===== PÁGINA

Todo empieza en Corintios, donde Pablo cuenta detrás de su telar la historia de un profeta crucificado veinte años antes en Judea. En su mensaje, Pablo dice que ese profeta ha vuelto de entre los muertos y que, dice Carrère, “su resurrección es el signo precursor de algo grandioso: una mutación de la humanidad, a la vez radical e invisible. Se produce el contagio”. Continúa más adelante: “Se trata de la comunidad de parias y de elegidos que se forma alrededor de este acontecimiento portentoso: una resurrección. Es la historia de algo imposible que sin embargo acontece”. De esta manera, la resurrección de Cristo y la nueva vida a la que se abre la humanidad es el mensaje central de San Pablo, principal responsable de la universalidad del cristianismo, cuyos pilares son la esperanza, la fe y el amor.
La resurrección es también la obsesión que persigue al autor de El Reino, y se pregunta mil veces: ¿cómo es posible creer lo imposible? O, mejor dicho, ¿en qué creía él mismo cuando creía? Recordemos que Carrère escribe sobre el reino de Dios cuando está en retirada: “Te abandono, Dios. Tú no me abandones”, exclama parafraseando a Cristo en la Cruz. Ese es el momento en el que el escritor francés se distancia escrupulosamente de su pasado devoto y se declara un agnóstico “ni siquiera lo bastante creyente como para ser ateo”. De este modo, reniega de su propia inteligencia y repudia su arrogancia y su vanidad, cosas que lo arrojan fuera del Reino de Dios. “No dudo de que cuando se publique este libro me preguntarán: «Pero entonces, en definitiva, ¿es usted cristiano o no?» No, no creo que Jesús haya resucitado. No creo que un hombre haya vuelto de entre los muertos. Pero que alguien lo crea, y haberlo creído yo mismo, me intriga, me fascina, me perturba, me trastorna”. Todo el laberinto espiritual y neurótico de Carrère, fascinante y por momentos agotador, no le impidió dedicar en el libro larguísimos pasajes al entendimiento de la palabra de Jesús, frente a la cual él mismo queda, al igual que los soldados romanos, deslumbrado: «¡Jamás ningún hombre ha hablado así!» (Juan 7-46). Y por ello también advierte: “No olvidarlo nunca: es el Evangelio el que juzga, no al contrario. Entre lo que yo pienso y lo que me dice el Evangelio, siempre me sería más provechoso elegir al Evangelio”.

==========

* [COMPLETA LO SIGUIENTE]:
• A. Responde, según el texto sobre El Reino de Carrère:
(i) ¿En qué lugar cuenta Pablo la historia del profeta crucificado?
(ii) ¿Cuáles son los pilares del cristianismo?
(iii) ¿Qué referencia bíblica acompaña la frase «¡Jamás ningún hombre ha hablado así!»?
• B. Indica si cada afirmación concuerda con el texto sobre El Reino de Carrère y cita las palabras exactas que lo deciden:
(i) Carrère se declara ateo.
(ii) El profeta del que habla Pablo fue crucificado veinte años antes en Judea.
(iii) Carrère sostiene que es él quien juzga el Evangelio.
• C. Retoma el texto sobre El Reino de Carrère a partir de su última oración.
El material no es necesario para resolver estas tareas.

===== ENTRADAS DE DATOS

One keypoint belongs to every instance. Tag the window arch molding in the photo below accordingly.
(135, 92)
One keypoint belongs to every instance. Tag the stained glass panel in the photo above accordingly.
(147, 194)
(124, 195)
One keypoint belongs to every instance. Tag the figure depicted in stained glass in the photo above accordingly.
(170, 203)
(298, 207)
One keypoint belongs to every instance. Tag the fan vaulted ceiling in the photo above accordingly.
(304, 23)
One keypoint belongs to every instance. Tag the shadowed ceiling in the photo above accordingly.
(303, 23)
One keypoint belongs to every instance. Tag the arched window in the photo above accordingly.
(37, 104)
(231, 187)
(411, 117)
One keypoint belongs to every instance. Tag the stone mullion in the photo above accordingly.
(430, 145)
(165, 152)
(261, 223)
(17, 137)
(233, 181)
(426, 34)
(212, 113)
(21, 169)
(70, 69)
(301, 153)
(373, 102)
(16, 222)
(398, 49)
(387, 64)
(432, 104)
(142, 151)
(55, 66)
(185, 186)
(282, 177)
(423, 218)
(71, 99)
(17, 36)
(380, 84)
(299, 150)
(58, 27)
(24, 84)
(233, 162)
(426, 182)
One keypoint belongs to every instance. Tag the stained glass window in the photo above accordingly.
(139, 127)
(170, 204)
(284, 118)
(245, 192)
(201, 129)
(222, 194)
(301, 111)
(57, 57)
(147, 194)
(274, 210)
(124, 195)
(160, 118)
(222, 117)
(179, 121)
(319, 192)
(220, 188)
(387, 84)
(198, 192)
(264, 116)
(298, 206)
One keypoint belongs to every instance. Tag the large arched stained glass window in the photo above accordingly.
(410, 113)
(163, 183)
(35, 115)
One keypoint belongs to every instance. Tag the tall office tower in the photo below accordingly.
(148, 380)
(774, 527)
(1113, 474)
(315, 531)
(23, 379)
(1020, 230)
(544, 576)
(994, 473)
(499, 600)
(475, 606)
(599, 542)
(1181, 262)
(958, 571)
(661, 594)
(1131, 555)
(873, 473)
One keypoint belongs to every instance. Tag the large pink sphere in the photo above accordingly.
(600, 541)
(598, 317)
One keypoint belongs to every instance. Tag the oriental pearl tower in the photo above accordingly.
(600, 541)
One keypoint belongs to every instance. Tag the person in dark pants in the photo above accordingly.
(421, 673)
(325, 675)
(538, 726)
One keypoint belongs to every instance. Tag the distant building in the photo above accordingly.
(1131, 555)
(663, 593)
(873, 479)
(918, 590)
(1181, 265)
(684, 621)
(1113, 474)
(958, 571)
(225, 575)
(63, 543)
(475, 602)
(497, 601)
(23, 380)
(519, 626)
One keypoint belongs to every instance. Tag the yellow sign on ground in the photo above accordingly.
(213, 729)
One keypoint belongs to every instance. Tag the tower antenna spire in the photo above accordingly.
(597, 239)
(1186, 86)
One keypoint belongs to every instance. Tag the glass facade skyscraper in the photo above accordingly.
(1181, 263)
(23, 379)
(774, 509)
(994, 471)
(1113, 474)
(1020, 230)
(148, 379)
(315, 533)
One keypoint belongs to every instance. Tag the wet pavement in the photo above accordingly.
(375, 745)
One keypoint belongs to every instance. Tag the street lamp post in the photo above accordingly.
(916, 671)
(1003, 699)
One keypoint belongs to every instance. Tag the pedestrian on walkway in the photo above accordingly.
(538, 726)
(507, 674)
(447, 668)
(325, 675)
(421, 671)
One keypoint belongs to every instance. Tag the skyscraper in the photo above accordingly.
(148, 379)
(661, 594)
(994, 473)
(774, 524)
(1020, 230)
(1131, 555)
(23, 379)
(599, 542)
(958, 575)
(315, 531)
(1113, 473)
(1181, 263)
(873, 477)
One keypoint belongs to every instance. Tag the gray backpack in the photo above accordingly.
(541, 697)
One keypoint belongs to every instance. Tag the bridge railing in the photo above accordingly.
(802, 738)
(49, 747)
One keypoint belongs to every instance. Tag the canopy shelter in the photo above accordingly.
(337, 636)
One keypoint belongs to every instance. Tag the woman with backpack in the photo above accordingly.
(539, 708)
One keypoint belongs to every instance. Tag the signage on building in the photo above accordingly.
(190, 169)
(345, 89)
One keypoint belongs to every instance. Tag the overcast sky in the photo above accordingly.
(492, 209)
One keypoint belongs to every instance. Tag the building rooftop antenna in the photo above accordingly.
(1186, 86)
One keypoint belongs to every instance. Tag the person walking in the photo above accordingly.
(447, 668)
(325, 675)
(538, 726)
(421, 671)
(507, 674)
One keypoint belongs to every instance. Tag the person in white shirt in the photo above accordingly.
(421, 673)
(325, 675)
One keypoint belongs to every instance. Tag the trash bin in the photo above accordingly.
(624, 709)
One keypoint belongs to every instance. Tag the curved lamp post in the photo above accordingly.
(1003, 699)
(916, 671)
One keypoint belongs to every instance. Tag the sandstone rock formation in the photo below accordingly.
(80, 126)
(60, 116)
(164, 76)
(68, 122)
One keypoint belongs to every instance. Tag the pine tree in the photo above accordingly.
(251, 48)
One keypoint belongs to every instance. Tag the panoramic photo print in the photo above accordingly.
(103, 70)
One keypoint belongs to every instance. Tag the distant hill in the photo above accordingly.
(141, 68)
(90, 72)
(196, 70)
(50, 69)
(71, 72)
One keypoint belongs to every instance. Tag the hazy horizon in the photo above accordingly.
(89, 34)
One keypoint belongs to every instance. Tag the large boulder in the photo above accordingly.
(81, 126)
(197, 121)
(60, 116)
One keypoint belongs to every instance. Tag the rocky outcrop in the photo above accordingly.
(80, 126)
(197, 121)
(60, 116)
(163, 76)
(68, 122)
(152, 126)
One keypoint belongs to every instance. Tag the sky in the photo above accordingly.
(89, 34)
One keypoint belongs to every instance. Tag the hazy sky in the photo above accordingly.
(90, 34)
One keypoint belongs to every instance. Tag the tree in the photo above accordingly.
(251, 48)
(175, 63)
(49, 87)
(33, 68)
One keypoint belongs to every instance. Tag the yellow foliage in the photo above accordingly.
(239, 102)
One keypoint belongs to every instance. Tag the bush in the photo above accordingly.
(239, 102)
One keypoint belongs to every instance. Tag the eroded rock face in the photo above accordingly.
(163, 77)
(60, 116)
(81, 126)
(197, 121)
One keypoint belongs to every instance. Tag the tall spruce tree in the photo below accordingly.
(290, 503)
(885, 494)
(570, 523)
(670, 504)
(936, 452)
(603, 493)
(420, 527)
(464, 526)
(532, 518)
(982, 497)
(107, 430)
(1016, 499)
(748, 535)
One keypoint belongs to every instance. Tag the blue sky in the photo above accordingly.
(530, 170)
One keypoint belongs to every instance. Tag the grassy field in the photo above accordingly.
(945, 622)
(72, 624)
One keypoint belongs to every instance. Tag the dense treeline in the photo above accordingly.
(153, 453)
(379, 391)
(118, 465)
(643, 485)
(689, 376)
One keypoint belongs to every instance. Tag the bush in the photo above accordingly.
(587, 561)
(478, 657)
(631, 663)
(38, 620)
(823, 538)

==========

* [EJERCICIOS RESUELTOS]:
• A.
(i) En Corintios.
(ii) La esperanza, la fe y el amor.
(iii) Juan 7-46.

• B.
(i) No: "se declara un agnóstico “ni siquiera lo bastante creyente como para ser ateo”".
(ii) Sí: "la historia de un profeta crucificado veinte años antes en Judea".
(iii) No: "es el Evangelio el que juzga, no al contrario".

• C.
Algo similar le pasó a Pier Paolo Passolini en Asís cuando leyó de un tirón los evangelios canónicos. La figura de Jesús y su magisterio le produjeron tal fascinación que, arrastrado por el éxtasis, dejó atrás todos sus proyectos para llevar al cine Il Vangelo secondo Matteo: “Todo el Evangelio está dominado por este sentido divino, que yo como marxista no puedo explicar. Y que el marxismo no puede explicar”, confesó. En una carta a Lucio Caruso, Pier Paolo intenta explicar aquello que se llevó puesto su propio entendimiento. “Para decirlo de manera muy simple y franca, yo no creo que Cristo es el hijo de Dios, porque no soy creyente, por lo menos no conscientemente. Pero yo creo que Cristo es divino. Yo creo que en Él la humanidad es tan amable y tan ideal que sobrepasa los límites comunes de la humanidad. Por esta razón digo “poesía”, un instrumento irracional de expresar este sentimiento irracional mío hacia Cristo”.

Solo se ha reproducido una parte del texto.